### GOAL
Reproduce the data below word for word, starting at the line that contains "Place one point per instance of the sky." and ending at the final line of the data, with both of those lines included.

### EXERCISE DATA
○ ○ ○ ○ ○

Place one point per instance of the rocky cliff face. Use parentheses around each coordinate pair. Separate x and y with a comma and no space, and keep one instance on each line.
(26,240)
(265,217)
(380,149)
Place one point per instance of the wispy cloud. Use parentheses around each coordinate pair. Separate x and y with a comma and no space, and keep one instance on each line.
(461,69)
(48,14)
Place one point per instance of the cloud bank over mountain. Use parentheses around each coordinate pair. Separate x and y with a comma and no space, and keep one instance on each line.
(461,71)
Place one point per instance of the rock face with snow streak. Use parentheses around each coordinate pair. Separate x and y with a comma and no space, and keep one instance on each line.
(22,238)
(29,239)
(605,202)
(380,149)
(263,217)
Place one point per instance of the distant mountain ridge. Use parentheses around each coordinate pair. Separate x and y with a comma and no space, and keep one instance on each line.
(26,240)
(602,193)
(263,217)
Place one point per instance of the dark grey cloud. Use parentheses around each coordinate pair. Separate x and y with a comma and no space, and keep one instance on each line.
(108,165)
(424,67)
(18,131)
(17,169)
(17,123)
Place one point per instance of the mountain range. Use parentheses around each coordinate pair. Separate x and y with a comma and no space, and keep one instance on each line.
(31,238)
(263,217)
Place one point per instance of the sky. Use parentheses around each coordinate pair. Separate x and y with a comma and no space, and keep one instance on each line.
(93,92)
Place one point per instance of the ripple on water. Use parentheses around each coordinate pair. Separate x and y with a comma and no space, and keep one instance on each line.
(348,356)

○ ○ ○ ○ ○

### WRITTEN SOLUTION
Place one point per instance of the sky. Use parentheses around each coordinate pair. Separate x and y with a comma and no space, and keep one instance on each line.
(93,92)
Place one point per instance of the ripple on water. Use parentheses around each coordinate pair. Separate x and y with a comma and no space, and keep one instance on each line.
(348,356)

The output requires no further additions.